I have some new pictures of the emerged plants.

Utricularia graminifolia









Rotala macrandra









Hemianthus calichitroides









Liliaopsis mauritania

















Riccia









Poaceae sp. "Purple Bamboo"


















Trimming growing naturally growing emerged


----------



## Travis.808

Put em in some nice glass vessels. Bam!! Wabikusa.  Good work!


----------



## galettojm

Travis.808 said:


> Put em in some nice glass vessels. Bam!! Wabikusa.  Good work!


 Thanks!


----------



## simwiz

Great plants! Now, as suggested, they need nice vessels!!!!


----------



## galettojm

simwiz said:


> Great plants! Now, as suggested, they need nice vessels!!!!


 You are right!

However, so far I have only been using the emerged setup as a cheap way to store and reproduce plants. I was also really interested in seeing the plants flower.

But maybe I will put them in nicer vessles!


----------



## galettojm

Tank trimmings:


----------



## TheFishman13

Reds look great! That isnt too much light at all. 
Approx 190 watts on a 54 is less then 4 watts per gallon. This is whats needed to get reds like that and a nice compact carpet, and to grow toninas. With pressurized co2 and ample ferts, this is ana verage amount of light for a hi tech tank. Looks very nice so far, plants look great. Id maybe let the backround plants of the left side grow a little taller and fill in a bit but regardless, lookin sweet.


----------



## galettojm

TheFishman13 said:


> Reds look great! That isnt too much light at all.
+ + +
- **Aim**:
Answer these questions about the forum thread on emerged plants:
(a) How does galettojm say he has been using the emerged setup so far?
(b) About how many watts of light does TheFishman13 mention?
(c) Which plant in the thread carries the name "Purple Bamboo"?

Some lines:
+ + +
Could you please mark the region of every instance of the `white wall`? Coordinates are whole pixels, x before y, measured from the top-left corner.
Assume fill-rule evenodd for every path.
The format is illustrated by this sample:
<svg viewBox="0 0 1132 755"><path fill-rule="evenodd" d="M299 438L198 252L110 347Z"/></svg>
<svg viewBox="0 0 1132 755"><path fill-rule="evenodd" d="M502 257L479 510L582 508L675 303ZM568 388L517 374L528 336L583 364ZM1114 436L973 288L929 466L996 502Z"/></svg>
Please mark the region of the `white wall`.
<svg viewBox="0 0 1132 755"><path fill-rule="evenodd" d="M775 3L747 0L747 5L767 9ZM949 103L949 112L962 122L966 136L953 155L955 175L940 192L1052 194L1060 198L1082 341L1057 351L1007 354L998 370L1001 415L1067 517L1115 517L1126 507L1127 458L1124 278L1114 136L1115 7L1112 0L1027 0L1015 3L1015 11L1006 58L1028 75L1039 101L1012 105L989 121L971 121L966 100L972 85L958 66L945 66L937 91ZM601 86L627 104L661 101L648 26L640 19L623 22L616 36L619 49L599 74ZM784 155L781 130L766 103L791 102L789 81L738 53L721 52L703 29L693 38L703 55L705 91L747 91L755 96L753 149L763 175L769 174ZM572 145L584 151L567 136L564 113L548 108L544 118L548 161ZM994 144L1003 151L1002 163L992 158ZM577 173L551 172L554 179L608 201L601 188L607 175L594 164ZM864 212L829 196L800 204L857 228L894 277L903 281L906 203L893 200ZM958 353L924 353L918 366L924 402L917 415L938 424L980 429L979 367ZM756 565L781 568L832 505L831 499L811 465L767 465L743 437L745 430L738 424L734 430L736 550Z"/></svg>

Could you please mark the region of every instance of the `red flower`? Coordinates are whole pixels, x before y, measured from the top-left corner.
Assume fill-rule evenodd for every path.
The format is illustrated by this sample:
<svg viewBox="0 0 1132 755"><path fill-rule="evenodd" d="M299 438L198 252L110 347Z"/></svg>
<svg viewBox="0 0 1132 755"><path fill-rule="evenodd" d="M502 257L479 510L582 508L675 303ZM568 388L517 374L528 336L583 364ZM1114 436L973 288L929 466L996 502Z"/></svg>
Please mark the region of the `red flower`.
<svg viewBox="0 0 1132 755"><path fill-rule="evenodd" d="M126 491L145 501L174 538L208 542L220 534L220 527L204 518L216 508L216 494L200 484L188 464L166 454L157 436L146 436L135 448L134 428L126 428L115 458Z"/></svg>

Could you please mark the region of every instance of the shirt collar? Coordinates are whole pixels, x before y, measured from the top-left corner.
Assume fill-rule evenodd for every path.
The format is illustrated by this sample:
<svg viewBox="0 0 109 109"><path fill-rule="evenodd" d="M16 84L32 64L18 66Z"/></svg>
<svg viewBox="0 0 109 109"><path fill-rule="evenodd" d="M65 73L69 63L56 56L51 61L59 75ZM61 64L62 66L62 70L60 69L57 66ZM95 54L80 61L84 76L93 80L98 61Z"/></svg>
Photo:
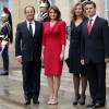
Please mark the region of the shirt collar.
<svg viewBox="0 0 109 109"><path fill-rule="evenodd" d="M95 14L93 17L89 17L89 20L92 19L92 21L95 21L97 17L97 15Z"/></svg>
<svg viewBox="0 0 109 109"><path fill-rule="evenodd" d="M26 23L29 24L29 21L26 20ZM35 21L32 21L31 23L32 24L35 24Z"/></svg>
+ + +
- **Complete answer**:
(a) He has been using it as a cheap way to store and reproduce plants.
(b) Approximately 190 watts.
(c) Poaceae sp.